Image point grounding data:

== == ==

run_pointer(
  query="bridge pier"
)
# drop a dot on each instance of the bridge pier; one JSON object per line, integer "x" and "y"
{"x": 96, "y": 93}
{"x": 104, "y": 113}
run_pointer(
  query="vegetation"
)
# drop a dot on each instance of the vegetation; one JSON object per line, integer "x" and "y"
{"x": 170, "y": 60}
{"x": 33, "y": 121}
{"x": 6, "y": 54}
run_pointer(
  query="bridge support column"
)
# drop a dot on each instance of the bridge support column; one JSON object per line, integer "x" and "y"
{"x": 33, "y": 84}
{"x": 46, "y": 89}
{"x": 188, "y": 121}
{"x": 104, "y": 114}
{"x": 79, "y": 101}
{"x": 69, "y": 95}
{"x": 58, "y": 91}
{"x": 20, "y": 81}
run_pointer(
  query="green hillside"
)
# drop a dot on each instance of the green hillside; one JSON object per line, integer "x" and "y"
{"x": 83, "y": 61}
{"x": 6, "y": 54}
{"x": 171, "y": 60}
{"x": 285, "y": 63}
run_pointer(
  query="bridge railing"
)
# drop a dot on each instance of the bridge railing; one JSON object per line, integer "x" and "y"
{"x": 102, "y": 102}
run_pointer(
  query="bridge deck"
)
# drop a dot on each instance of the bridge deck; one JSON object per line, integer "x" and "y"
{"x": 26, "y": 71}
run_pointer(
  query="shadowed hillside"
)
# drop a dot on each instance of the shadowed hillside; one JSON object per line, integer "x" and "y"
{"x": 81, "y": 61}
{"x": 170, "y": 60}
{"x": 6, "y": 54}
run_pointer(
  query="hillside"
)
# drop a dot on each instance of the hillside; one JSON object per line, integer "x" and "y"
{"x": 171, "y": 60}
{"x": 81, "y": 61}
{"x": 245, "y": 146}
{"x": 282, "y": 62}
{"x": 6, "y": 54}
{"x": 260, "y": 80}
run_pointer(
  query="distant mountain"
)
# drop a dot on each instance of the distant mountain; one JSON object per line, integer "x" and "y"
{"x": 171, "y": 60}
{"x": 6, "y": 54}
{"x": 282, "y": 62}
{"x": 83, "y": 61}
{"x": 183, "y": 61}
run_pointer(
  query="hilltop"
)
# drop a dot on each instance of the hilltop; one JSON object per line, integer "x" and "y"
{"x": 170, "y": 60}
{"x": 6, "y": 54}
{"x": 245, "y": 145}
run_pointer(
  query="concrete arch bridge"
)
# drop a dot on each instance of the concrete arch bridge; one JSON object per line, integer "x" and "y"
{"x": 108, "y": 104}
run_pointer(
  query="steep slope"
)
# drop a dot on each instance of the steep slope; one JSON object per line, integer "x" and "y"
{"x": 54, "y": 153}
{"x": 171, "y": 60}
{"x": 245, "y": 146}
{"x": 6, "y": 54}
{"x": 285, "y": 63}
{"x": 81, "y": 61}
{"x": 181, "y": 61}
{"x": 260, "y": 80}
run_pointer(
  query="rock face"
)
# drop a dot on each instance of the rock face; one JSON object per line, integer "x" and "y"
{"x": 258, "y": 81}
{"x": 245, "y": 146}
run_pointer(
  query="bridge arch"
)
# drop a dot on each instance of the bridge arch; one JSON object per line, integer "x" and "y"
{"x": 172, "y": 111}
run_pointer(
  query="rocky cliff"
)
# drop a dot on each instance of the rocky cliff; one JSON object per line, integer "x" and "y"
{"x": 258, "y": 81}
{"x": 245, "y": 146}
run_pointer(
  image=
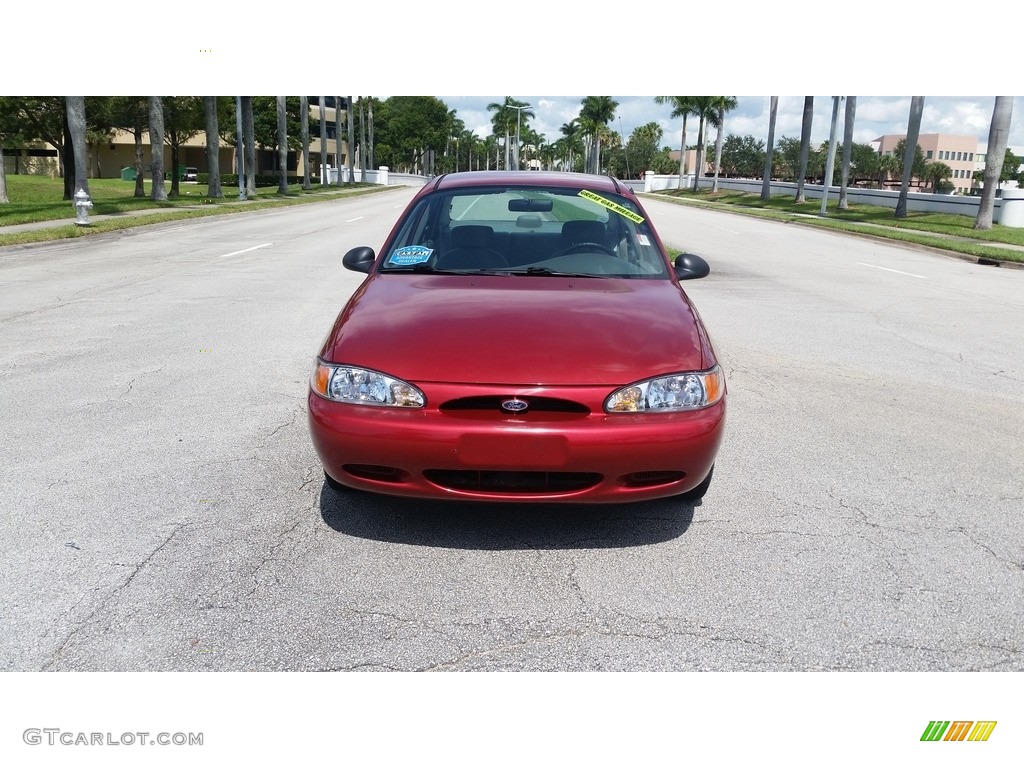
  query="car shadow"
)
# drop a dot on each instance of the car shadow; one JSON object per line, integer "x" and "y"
{"x": 503, "y": 526}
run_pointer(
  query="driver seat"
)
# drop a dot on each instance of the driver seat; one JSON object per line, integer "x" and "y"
{"x": 583, "y": 230}
{"x": 472, "y": 248}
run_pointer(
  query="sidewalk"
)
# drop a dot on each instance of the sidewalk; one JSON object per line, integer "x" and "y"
{"x": 882, "y": 227}
{"x": 226, "y": 203}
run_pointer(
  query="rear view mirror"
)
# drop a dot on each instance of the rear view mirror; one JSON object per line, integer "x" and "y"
{"x": 523, "y": 205}
{"x": 691, "y": 266}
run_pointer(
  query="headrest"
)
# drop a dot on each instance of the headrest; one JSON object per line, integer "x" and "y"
{"x": 472, "y": 236}
{"x": 584, "y": 231}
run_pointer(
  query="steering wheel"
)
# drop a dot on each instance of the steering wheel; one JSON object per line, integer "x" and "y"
{"x": 577, "y": 247}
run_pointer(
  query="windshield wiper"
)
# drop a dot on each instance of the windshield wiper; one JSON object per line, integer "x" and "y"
{"x": 544, "y": 271}
{"x": 427, "y": 269}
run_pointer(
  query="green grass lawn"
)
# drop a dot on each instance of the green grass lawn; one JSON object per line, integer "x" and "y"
{"x": 933, "y": 229}
{"x": 36, "y": 199}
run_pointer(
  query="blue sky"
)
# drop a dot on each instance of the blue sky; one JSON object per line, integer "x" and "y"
{"x": 643, "y": 47}
{"x": 875, "y": 116}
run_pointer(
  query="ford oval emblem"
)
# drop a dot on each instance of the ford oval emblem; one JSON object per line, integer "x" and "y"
{"x": 515, "y": 406}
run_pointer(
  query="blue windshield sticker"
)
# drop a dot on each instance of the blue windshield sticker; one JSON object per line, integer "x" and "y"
{"x": 409, "y": 255}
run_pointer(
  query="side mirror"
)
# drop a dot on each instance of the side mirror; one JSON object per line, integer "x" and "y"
{"x": 690, "y": 266}
{"x": 359, "y": 259}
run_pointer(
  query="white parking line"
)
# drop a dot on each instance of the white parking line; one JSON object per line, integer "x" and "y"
{"x": 909, "y": 274}
{"x": 246, "y": 250}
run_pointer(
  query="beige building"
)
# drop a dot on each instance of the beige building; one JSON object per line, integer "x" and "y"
{"x": 955, "y": 151}
{"x": 116, "y": 158}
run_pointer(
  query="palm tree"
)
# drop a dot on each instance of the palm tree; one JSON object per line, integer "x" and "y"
{"x": 337, "y": 137}
{"x": 282, "y": 146}
{"x": 998, "y": 132}
{"x": 304, "y": 136}
{"x": 502, "y": 122}
{"x": 571, "y": 141}
{"x": 766, "y": 180}
{"x": 363, "y": 142}
{"x": 849, "y": 117}
{"x": 706, "y": 109}
{"x": 212, "y": 146}
{"x": 249, "y": 139}
{"x": 826, "y": 176}
{"x": 682, "y": 107}
{"x": 725, "y": 103}
{"x": 350, "y": 121}
{"x": 909, "y": 151}
{"x": 157, "y": 146}
{"x": 597, "y": 112}
{"x": 75, "y": 107}
{"x": 805, "y": 146}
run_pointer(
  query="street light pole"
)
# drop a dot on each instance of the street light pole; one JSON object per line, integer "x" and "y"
{"x": 518, "y": 120}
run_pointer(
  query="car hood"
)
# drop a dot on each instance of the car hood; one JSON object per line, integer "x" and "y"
{"x": 518, "y": 330}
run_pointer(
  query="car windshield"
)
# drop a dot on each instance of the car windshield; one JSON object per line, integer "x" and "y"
{"x": 526, "y": 230}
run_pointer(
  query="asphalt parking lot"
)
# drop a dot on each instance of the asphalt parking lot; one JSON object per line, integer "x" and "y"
{"x": 164, "y": 508}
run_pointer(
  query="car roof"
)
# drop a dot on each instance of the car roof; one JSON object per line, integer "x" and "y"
{"x": 531, "y": 178}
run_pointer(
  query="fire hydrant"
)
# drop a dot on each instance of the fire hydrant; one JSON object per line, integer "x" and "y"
{"x": 82, "y": 206}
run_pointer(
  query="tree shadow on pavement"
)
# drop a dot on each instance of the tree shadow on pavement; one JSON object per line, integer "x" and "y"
{"x": 503, "y": 526}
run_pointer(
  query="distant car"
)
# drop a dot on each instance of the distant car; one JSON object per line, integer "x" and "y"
{"x": 520, "y": 337}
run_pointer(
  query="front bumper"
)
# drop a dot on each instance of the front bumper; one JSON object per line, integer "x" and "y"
{"x": 485, "y": 455}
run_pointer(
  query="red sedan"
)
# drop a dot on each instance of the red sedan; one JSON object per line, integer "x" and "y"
{"x": 520, "y": 337}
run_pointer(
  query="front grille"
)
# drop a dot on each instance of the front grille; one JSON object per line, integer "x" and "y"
{"x": 493, "y": 481}
{"x": 376, "y": 472}
{"x": 537, "y": 404}
{"x": 653, "y": 477}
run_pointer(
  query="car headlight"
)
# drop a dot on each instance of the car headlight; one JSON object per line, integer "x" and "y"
{"x": 363, "y": 387}
{"x": 669, "y": 393}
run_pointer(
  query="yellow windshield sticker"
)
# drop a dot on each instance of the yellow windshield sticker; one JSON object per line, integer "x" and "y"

== == ==

Your task
Where a line above contains the string "yellow", tally it, then give the number alone.

Exercise output
2